Work item:
Retype the whole listing that follows so that it matches the original exactly.

Data section:
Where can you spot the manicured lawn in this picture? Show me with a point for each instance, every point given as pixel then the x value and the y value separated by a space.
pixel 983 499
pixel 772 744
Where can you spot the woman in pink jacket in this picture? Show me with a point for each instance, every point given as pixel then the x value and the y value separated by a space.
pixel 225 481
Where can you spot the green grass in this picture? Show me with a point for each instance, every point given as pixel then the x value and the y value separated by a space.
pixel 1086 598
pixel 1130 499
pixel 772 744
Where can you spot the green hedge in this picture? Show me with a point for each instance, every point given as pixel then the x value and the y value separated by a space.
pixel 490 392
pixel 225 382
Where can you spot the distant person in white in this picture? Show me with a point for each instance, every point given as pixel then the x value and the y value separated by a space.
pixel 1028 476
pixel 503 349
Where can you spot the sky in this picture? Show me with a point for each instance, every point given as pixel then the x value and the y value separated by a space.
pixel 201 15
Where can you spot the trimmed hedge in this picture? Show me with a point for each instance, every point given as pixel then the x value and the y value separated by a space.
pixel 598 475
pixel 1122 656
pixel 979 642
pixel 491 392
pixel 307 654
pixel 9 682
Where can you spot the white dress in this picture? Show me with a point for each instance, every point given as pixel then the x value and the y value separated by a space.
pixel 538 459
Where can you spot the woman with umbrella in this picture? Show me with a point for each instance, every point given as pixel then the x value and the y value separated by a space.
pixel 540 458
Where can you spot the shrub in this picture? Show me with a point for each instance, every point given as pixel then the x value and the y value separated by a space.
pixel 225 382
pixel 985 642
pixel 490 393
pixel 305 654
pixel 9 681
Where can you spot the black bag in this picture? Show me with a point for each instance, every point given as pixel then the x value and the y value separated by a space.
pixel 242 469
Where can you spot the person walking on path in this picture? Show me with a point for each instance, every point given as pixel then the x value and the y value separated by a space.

Task solution:
Where can you spot the manicured lawn in this picture? Show me with a point for each instance, every point given as pixel then the x value and the y value separated by a space.
pixel 983 499
pixel 772 744
Where can you spot the woman in pink jacket in this picture? Show me with a point for each instance, every point given as pixel then the x value and the y value separated by a space.
pixel 225 481
Where can you spot the green grass in this picture? Show me with a point for each instance, every point given as pixel then the x value and the y value separated by a space.
pixel 1086 598
pixel 1130 499
pixel 772 744
Where can you spot the green hedge in this picture? Show me with a point for each instance, every point given as pixel then the x value and the y value separated by a space.
pixel 490 392
pixel 225 382
Where can you spot the distant person in white in this picture? Show me with a point for each instance, every point given as pixel then the x value and the y value separated by a space.
pixel 1028 476
pixel 503 349
Where can you spot the sky in this picture? Show me with a point for each instance, every point given as pixel then the x value and the y value separated by a space.
pixel 201 15
Where can you spot the trimmed hedge in this picture? Show me with a point for each instance, every point given as pixel then the x value and the y value separated by a space.
pixel 598 475
pixel 1122 656
pixel 979 642
pixel 491 392
pixel 307 654
pixel 9 682
Where can you spot the white dress in this picture? Show me with a point for each instance, every point given as pixel then the x value and the y value separated by a space.
pixel 538 459
Where can you spot the woman with umbrella in this picture? Show me with a point for each instance, every point given as pixel then the x value and the y value separated by a space.
pixel 540 458
Where can you spot the shrub in this picture? Show me with a point for each instance, every point given as pixel then the x value and the y value separated by a space.
pixel 225 382
pixel 985 642
pixel 490 393
pixel 305 654
pixel 9 681
Where can you spot the black bag in this picture? Show me with a point for each instance, every point given as pixel then the x value and the y value separated by a space.
pixel 242 469
Where can you spot the person walking on path in this picture? Show me with a point for each instance, every point given as pixel then the x value and the y value separated by a space.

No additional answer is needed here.